INSTRUCTION:
Render the lines in the rows below, from the line containing "the brown wood" through the end of the rows, inclusive, as a JSON list of strings with one string per line and no blank lines.

(Point placement rows)
— BEGIN —

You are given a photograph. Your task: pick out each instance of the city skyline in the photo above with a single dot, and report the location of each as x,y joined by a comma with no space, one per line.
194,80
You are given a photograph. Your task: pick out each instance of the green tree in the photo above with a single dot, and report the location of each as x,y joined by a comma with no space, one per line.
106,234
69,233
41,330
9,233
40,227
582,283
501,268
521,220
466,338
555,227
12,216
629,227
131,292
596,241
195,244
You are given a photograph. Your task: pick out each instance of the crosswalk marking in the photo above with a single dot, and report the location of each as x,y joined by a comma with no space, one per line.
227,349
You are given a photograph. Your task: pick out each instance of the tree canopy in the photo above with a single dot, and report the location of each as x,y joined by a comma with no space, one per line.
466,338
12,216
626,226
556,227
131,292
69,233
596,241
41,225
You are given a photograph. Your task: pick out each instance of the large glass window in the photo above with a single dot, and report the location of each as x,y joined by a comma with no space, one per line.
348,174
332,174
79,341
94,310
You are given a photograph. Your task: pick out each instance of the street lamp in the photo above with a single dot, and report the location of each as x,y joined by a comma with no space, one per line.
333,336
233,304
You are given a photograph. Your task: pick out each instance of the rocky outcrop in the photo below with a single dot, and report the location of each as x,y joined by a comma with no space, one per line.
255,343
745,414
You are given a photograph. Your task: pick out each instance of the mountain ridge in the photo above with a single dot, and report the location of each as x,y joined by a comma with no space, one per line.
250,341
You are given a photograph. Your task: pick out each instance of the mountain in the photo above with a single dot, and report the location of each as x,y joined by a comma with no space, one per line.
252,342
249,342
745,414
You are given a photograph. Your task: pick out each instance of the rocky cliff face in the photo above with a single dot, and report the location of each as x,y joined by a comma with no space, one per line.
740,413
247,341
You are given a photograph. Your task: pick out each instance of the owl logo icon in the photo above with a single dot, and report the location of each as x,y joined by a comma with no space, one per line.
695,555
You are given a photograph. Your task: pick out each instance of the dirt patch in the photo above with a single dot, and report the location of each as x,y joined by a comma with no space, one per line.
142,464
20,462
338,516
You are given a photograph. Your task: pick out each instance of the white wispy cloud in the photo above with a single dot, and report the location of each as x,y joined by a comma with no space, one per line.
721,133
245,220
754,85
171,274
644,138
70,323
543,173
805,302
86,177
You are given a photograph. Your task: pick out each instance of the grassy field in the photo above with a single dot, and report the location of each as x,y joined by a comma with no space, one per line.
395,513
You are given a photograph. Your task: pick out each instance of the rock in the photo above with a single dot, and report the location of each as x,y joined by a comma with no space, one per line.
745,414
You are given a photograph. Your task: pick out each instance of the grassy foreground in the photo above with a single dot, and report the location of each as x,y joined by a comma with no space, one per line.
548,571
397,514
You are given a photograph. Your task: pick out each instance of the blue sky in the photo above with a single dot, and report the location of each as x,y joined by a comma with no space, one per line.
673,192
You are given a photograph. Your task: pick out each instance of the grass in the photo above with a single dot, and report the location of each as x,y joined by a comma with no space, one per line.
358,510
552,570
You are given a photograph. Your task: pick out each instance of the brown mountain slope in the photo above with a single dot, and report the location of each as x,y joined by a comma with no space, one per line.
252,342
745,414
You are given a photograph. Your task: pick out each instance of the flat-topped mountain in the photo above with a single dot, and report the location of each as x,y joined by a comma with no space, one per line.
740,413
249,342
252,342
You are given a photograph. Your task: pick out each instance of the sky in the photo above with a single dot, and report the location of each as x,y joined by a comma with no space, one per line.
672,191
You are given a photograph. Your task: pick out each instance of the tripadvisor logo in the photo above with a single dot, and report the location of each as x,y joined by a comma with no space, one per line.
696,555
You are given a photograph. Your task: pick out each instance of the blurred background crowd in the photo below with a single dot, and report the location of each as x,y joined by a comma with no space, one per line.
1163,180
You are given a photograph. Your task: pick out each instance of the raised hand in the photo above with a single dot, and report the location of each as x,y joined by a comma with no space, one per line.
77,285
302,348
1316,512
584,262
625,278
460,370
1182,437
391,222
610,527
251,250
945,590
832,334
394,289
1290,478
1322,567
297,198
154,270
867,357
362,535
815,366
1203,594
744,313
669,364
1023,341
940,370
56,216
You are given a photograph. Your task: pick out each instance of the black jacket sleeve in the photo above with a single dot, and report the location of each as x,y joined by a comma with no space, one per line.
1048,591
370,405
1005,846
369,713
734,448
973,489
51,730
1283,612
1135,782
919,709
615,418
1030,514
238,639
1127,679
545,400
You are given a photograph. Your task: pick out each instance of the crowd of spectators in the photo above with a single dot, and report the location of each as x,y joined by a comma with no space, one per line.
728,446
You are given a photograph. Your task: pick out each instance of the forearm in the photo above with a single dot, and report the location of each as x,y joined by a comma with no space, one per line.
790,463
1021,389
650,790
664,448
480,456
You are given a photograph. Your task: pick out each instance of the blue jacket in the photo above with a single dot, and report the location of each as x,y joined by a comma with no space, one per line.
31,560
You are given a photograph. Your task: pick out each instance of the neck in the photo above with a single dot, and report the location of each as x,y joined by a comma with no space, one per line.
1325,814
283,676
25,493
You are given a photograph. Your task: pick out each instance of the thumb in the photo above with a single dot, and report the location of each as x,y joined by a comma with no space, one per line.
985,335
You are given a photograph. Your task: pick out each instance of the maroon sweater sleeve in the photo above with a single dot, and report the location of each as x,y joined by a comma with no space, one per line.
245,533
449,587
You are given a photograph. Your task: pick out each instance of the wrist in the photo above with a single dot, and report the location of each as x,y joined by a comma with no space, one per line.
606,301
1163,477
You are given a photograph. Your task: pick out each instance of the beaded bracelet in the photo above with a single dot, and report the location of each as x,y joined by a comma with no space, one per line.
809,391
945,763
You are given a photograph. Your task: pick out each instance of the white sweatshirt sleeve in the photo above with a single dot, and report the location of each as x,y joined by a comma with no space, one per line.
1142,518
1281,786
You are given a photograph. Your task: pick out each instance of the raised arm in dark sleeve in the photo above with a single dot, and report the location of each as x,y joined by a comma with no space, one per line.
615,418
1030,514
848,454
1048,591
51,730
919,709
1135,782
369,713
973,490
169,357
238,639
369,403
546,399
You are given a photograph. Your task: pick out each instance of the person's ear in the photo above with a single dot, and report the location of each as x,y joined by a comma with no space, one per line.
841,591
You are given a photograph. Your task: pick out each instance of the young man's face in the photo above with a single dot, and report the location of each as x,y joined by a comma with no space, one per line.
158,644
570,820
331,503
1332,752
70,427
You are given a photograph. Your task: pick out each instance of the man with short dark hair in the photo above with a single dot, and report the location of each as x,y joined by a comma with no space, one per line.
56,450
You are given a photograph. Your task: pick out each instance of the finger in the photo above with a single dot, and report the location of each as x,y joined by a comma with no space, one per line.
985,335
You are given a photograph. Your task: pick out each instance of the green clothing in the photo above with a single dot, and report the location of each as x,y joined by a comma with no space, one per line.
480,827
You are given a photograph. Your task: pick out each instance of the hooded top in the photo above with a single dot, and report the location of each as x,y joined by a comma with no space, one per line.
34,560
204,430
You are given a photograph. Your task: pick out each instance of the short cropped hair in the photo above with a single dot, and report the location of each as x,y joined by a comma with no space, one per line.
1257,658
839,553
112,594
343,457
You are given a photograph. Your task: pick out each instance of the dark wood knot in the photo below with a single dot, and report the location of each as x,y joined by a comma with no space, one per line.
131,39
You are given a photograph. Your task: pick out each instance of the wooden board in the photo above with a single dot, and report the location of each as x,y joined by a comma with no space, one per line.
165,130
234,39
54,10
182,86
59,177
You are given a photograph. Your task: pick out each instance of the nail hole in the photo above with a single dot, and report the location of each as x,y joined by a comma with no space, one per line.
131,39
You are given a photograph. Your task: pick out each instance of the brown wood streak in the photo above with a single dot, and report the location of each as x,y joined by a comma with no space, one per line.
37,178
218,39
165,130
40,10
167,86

— END —

TASK RESPONSE:
[
  "You are given a photograph. Your task: pick out each instance of the brown wood streak in the photo above with a single dot, and report the location of each as x,y joined by a comma with no space, one per line.",
  "37,178",
  "218,39",
  "165,130",
  "40,10",
  "167,86"
]